**Instructions to follow:**
Count how many lines in the data below contain the word "green", matching case exactly, and reply with only that number.

◆ ◆ ◆ ◆

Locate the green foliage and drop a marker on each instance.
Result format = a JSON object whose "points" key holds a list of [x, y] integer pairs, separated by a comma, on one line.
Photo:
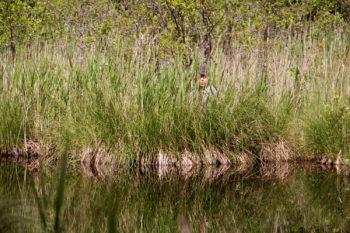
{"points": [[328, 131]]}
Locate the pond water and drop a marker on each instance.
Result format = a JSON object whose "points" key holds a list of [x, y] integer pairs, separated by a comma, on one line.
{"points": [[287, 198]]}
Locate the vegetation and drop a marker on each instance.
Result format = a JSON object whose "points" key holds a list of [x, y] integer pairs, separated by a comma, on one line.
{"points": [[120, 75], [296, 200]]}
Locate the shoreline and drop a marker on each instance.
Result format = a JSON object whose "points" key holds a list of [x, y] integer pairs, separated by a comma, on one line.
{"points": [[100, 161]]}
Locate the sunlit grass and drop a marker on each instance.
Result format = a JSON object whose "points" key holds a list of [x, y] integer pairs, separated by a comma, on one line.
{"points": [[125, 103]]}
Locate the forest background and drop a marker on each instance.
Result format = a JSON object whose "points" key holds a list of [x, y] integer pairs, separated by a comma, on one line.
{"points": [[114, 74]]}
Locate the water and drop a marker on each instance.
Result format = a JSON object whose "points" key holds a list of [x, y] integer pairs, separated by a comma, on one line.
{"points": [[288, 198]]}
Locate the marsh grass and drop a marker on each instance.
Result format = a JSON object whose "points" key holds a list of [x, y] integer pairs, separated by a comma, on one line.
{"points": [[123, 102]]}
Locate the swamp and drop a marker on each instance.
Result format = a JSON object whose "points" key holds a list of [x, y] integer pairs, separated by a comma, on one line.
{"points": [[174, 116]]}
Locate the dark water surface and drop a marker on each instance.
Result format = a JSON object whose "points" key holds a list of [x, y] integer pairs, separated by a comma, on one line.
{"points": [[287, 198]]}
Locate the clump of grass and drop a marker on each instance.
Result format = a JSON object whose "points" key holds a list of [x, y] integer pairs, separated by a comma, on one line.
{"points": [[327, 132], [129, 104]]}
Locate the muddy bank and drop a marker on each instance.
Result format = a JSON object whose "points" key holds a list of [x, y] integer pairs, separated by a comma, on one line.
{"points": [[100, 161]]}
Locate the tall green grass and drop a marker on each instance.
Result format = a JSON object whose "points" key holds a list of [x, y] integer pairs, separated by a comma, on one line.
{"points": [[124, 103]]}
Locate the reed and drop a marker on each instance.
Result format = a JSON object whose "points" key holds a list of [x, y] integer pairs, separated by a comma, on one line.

◆ ◆ ◆ ◆

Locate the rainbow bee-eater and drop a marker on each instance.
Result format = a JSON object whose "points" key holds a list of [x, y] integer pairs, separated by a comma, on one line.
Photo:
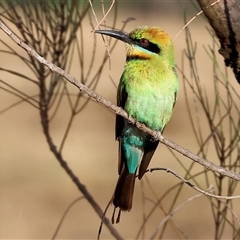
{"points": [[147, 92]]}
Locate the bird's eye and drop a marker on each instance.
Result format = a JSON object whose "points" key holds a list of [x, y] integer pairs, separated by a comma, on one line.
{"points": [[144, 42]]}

◆ ◆ ◆ ◆

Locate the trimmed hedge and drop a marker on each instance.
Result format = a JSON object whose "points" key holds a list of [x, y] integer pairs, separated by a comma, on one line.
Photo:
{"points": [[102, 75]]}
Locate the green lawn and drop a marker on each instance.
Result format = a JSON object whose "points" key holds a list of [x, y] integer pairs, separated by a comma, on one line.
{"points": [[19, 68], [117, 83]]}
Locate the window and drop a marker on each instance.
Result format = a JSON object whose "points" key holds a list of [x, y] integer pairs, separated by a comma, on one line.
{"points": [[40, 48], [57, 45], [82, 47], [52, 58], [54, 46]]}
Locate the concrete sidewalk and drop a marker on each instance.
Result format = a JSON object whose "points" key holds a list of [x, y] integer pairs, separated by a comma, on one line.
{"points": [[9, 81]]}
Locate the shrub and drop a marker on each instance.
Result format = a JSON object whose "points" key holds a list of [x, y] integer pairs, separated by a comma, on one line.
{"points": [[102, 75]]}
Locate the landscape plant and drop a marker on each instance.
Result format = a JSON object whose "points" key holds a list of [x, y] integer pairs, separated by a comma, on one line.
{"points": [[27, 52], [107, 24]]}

◆ ◆ ◆ ◆

**Answer for the task:**
3